--- Data listing ---

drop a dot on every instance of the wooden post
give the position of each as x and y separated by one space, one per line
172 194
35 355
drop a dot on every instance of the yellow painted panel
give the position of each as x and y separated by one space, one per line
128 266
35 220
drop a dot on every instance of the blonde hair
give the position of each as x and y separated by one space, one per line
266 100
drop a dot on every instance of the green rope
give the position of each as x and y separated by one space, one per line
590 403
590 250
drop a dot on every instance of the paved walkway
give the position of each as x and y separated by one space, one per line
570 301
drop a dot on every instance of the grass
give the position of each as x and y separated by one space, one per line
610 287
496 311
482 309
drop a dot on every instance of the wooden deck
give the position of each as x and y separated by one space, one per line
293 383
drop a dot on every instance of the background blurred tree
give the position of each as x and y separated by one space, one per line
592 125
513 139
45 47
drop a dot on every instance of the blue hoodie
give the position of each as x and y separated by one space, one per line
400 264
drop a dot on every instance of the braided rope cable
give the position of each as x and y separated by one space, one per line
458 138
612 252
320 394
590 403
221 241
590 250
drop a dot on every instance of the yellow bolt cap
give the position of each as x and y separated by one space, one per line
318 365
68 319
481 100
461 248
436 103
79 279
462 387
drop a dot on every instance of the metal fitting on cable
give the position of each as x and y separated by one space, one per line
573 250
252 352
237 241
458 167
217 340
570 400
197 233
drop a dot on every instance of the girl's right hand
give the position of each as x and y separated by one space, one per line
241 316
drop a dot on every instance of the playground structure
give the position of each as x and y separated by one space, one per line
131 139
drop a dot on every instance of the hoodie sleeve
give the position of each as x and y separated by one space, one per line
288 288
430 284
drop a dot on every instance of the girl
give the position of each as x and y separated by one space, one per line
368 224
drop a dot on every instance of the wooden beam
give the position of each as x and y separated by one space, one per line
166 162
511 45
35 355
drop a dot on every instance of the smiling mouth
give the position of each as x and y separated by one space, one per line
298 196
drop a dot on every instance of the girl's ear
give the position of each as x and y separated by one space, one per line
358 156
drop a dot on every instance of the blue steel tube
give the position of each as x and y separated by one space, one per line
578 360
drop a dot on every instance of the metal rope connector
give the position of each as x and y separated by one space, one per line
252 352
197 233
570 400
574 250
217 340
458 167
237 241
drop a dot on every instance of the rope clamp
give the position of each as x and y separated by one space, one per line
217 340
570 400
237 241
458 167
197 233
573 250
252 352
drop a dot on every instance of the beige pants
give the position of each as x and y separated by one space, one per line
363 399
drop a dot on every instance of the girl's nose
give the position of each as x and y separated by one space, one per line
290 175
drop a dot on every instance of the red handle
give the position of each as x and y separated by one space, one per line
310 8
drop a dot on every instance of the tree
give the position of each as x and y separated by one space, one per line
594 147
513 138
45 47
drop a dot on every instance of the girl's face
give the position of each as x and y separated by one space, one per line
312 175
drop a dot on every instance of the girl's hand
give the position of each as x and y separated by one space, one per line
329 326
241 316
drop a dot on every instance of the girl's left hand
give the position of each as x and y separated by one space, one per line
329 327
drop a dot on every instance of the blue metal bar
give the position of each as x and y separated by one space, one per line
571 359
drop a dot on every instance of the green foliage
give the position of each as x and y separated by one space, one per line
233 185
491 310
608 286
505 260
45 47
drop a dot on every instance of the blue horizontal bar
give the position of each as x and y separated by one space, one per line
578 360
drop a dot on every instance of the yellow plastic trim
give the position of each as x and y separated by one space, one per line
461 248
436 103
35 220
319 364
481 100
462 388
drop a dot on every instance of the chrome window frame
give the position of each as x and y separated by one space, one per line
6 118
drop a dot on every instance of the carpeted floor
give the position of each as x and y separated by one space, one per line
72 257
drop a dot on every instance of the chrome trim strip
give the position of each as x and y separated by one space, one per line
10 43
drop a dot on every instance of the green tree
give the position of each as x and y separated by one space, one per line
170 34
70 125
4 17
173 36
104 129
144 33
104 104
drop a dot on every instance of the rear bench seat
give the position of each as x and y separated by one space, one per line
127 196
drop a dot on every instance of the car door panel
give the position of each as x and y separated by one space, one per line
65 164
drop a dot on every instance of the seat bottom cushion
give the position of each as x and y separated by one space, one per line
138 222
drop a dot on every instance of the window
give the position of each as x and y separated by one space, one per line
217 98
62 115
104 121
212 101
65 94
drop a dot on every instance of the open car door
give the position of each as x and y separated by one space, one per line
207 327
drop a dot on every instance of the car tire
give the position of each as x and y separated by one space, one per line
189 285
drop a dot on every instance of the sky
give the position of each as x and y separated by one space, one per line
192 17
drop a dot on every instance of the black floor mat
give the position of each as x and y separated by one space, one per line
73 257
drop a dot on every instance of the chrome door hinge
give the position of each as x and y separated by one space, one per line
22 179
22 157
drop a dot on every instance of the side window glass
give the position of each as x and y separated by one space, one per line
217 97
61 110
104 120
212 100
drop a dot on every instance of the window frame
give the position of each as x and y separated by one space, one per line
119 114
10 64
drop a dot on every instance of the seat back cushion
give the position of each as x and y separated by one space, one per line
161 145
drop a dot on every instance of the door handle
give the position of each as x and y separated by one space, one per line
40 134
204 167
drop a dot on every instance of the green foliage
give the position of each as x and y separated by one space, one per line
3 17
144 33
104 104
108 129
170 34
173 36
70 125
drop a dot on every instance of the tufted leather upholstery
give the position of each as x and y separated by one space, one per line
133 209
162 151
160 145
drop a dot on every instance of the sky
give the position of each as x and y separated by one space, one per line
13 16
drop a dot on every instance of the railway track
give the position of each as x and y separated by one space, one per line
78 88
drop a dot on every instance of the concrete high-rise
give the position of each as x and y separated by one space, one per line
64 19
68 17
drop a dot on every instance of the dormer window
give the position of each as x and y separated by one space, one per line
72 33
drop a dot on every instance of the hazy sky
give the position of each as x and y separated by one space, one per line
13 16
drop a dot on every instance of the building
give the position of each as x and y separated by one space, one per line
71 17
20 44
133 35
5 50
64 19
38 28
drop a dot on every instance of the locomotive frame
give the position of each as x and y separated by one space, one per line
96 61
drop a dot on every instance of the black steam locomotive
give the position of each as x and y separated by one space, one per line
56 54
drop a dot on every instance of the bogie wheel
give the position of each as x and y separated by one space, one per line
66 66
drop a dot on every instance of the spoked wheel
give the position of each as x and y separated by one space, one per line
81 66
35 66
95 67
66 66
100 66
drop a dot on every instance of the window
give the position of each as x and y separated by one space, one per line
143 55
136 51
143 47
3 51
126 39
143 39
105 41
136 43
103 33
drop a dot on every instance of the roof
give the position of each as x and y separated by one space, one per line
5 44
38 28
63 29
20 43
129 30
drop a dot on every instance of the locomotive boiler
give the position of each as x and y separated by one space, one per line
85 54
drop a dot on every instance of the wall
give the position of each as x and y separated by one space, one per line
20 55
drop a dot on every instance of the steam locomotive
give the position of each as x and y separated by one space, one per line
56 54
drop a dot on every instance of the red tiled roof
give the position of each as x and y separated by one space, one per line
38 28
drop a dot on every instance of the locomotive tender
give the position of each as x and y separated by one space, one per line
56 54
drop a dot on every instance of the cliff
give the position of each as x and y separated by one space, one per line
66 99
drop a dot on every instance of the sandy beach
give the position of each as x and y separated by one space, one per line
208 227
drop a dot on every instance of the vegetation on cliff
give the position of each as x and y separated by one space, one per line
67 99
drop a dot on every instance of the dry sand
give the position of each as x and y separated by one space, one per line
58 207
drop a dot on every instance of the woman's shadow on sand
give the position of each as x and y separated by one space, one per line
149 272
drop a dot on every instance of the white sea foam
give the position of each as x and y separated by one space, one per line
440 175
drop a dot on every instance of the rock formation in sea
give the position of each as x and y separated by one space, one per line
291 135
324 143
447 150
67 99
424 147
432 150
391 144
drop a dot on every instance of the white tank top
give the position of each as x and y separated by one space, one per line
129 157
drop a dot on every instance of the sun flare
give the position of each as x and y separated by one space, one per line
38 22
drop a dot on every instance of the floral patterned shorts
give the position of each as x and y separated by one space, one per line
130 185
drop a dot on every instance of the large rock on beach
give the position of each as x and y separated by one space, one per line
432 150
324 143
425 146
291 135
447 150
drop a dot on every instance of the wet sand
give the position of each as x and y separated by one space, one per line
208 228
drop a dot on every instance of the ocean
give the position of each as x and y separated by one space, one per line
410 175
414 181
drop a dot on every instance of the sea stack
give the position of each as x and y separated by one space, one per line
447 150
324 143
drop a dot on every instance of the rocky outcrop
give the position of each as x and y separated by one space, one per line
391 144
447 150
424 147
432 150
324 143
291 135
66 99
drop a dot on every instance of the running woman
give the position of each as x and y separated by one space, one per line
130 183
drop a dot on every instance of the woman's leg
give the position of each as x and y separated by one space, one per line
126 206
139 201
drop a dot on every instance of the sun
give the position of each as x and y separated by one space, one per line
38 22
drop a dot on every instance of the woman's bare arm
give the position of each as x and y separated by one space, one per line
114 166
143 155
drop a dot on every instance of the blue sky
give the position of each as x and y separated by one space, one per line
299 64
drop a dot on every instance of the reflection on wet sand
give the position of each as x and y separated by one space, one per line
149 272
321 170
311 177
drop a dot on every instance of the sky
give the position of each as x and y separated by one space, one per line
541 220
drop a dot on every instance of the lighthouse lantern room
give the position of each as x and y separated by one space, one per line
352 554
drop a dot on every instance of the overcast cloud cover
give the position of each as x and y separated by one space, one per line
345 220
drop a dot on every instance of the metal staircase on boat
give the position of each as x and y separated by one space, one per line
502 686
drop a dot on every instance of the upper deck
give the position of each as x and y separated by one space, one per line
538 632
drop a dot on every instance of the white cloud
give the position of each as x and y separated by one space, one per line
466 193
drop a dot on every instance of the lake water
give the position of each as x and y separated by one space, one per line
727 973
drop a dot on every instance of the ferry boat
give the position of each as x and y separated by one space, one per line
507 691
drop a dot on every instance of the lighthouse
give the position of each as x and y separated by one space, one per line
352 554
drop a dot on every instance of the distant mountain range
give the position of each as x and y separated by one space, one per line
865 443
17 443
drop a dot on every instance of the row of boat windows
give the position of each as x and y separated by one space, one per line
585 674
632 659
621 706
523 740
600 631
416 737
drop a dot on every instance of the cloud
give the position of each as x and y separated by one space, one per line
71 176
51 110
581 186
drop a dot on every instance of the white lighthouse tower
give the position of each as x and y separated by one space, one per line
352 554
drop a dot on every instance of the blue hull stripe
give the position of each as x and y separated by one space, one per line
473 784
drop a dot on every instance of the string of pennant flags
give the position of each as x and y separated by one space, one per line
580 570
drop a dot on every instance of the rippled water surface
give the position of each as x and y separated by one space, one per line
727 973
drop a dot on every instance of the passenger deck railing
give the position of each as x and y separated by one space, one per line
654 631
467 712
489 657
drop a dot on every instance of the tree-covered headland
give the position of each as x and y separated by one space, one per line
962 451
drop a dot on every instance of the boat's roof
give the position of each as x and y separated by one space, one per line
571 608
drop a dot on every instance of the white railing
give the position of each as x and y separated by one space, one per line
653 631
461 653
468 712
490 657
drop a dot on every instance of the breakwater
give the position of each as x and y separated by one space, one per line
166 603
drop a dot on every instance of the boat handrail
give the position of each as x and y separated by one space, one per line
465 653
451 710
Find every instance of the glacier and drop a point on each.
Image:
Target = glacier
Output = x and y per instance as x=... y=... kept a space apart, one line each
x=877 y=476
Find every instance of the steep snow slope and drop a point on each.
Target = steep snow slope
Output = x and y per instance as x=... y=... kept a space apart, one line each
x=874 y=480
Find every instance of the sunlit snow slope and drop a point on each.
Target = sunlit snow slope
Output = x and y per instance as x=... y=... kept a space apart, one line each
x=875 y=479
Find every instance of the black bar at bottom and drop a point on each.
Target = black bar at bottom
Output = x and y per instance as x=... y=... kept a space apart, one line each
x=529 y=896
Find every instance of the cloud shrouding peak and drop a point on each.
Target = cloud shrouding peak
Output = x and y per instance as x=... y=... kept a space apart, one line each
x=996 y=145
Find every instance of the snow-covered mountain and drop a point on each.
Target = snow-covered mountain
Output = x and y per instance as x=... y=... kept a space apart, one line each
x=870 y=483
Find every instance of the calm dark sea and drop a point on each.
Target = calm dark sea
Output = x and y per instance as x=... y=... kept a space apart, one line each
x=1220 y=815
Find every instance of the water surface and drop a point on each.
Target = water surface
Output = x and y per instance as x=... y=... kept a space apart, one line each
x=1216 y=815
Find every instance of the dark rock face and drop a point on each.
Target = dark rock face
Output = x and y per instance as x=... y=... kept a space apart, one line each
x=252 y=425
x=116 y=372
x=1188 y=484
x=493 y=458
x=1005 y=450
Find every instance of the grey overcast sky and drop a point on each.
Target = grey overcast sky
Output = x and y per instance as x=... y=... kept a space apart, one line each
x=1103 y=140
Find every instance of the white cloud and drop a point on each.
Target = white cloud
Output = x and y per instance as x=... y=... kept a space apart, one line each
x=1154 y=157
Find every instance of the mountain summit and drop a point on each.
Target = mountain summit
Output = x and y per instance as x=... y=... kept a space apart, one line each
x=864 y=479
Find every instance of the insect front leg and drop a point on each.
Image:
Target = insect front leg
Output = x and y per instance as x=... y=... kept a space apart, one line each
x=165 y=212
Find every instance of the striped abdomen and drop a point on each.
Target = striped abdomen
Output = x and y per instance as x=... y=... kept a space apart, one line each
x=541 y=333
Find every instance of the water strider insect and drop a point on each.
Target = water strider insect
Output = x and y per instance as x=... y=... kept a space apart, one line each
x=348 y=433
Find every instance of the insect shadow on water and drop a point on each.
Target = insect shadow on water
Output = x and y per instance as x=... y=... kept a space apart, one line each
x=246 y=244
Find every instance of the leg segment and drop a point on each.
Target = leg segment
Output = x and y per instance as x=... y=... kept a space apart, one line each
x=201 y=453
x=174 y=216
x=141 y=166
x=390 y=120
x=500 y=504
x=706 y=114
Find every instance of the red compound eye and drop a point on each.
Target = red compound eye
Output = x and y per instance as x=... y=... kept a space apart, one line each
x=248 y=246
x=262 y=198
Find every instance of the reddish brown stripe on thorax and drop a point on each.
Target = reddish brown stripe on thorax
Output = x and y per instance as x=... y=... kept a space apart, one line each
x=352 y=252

---

• **Requirements**: Set down, word for word, every line from the line that holds "Find every instance of the insect shadow" to the end of the entries above, including both ends.

• **The solution**:
Find every instance of the insect shadow on water and drop a point on each.
Target = insect shadow on water
Output = x and y per instance as x=... y=... kept a space apart, one line each
x=246 y=244
Find every instance of the leg segment and drop a point on each.
Target = leg segment
Output = x and y per instance as x=... y=... kept a space apart, one line each
x=201 y=453
x=174 y=216
x=141 y=166
x=390 y=120
x=500 y=504
x=706 y=114
Find every instance of the red compound eye and drop a point on each.
Target = red compound eye
Output = x and y per instance as x=... y=... kept a space apart, one line each
x=248 y=246
x=262 y=198
Find every instance of the reddish brown stripe on thorax and drop a point on each.
Target = reddish brown stripe on thorax
Output = x and y per instance as x=... y=... kept a space apart, one line each
x=352 y=252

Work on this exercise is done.